**PROVIDED PASSAGE:**
News Release

This week from AGU: Glacier health check, world ocean atlas, liquid brines on Mars

Peer-Reviewed Publication

American Geophysical Union

  • From AGU's blogs: Health check reveals how glacier is declining due to warming climate http://blogs.agu.org/geospace/2014/10/13/health-check-reveals-glacier-declining-due-warming-climate/

    Researchers from the British Geological Survey have taken the very first comprehensive health check of a rapidly melting glacier. Their latest study reveals that their icy patient, the Falljökull glacier in southeast Iceland, has been dramatically declining as it tries to adjust to recent changes in the climate.

    The new findings on Falljökull show unhealthy changes in the glacier's behavior and structure. Normal glacial patterns, growing in the winter and retreating in the summer, have been replaced by all year-round melting and rapid retreat of the margin of this Icelandic glacier, while its upper reaches continue to move forward. In fact, the retreat has increased so dramatically over the last five years that there has been complete detachment of the stagnant lower section, like a lizard losing its tail.

  • From this week's Eos: Higher-Resolution World Ocean Atlas to Aid Climate Studieshttp://onlinelibrary.wiley.com/doi/10.1002/eost.v95.41/issuetoc

    The new, detailed atlas satisfies scientists' increasing need to model the ocean at spatial scales finer than one-degree resolution at the surface and at depth.

  • From AGU's journals: Cultivating salt-loving microbes on Mars http://onlinelibrary.wiley.com/doi/10.1002/2014GL060302/abstract

    Some scientists suspect that life on Earth began in cold salty waters around scorching hydrothermal vents deep beneath the ocean's surface. Scientists wonder whether similar conditions could exist on Mars. Indeed, they even wonder if liquid water, an essential ingredient for life, presently exists on Mars. The process by which salt absorbs water vapor from the atmosphere to create saline solutions on Earth would take much longer under the harsh, extremely cold and dry Martian conditions. However, observations do suggest evidence of brine flows near the Martian equator and even the formation of small pools of liquid brines in polar regions.

**SUPPLIED MATERIAL:**
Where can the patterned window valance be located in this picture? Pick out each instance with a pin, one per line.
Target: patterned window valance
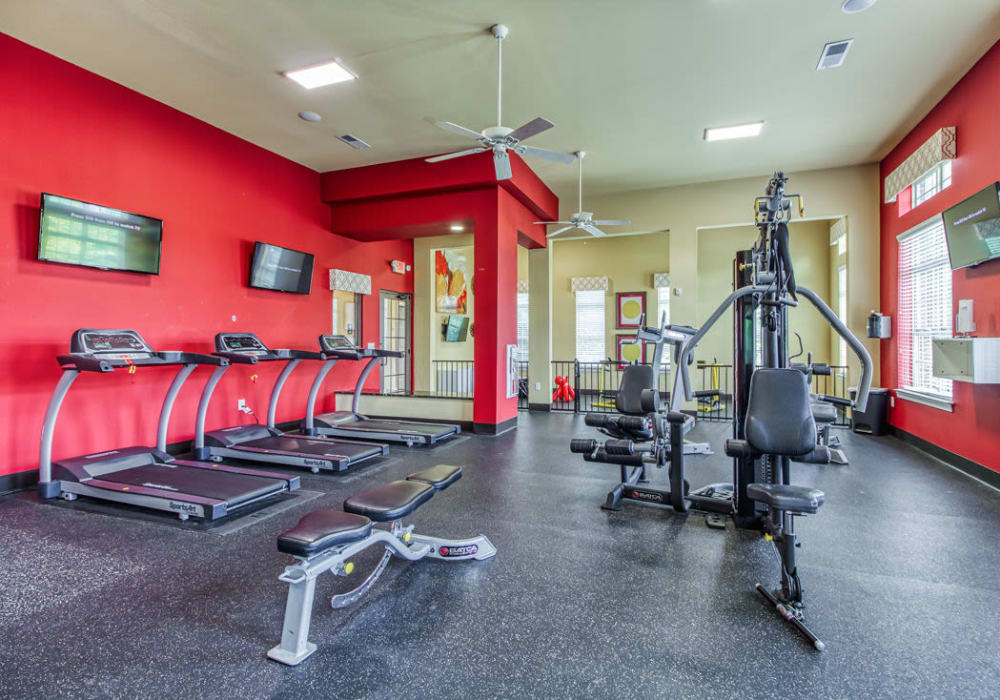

**ACTIONS TO TAKE:**
[A] Give the title of each story featured in the AGU news release.
[B] Write the next part of the AGU news release, picking up after its final sentence.

**ANSWERS IN ORDER:**
[A]
Health check reveals how glacier is declining due to warming climate
Higher-Resolution World Ocean Atlas to Aid Climate Studies
Cultivating salt-loving microbes on Mars

[B]
    One possible explanation is that brine could form in the short time period of the Martian day when conditions are most favorable. To test this, Fischer et al. conducted two sets of experiments using a 160 centimeter long cylindrical tube called the Michigan Mars Environmental Chamber, which can recreate the temperatures, humidity levels, and air pressures on Mars.

    First, the scientists tested whether salt would absorb water vapor from the air with 100% saturation, at a temperature of –50°C, and at an air pressure of 800 Pascals, about 100 times less than Earth's average air pressure at sea level. Second, they investigated at what temperature range salt, when placed in direct contact with water ice, would melt and form brine solutions.

    The scientists find that bulk amounts of salt cannot form solutions by absorbing water vapor from the air within the short period of the day when conditions are favorable but that salts in direct contact with water ice can melt and form liquid brines in these short periods. They conclude that liquid brines could form in the subsurface of Mars's equatorial regions where ice is present, as well as on the surface and shallow subsurface of Mars's polar regions during seasons when water ice, either in the form of snow or frost, is present on salty Martian soils. The results have important implications for the understanding of the habitability of Mars, the scientists state in their paper.